Convert the records below into a two-column CSV with the headers source and result, giving one row for each text-and-answer pair. Put the text in source and its answer in result, wrap each field in double quotes, replace line breaks with spaces, and leave out the pictures.

--- Exercise input ---

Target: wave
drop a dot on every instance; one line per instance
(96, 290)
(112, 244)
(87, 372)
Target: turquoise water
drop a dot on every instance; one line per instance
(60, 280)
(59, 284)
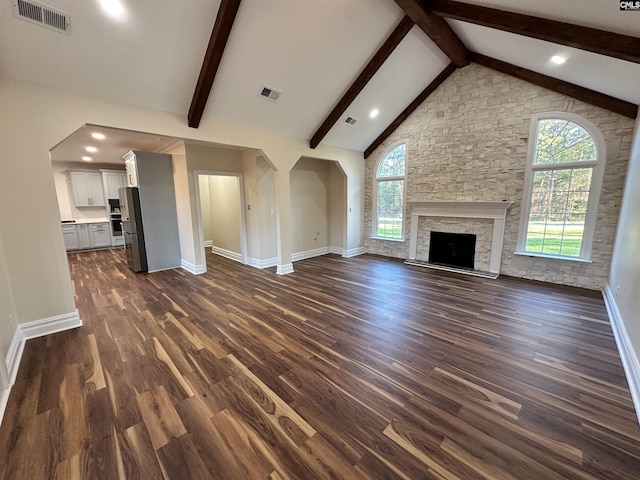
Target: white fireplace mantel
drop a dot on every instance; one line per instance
(490, 210)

---

> **Reply**:
source,result
"Target: wave drop a dot on every instance; one line per instance","(96, 290) (112, 244) (87, 372)"
"Target: turquoise water drop a dot on every instance; one line per instance","(60, 280) (59, 284)"
"Target: white fireplace mantel drop a dot on every instance; one line per instance","(490, 210)"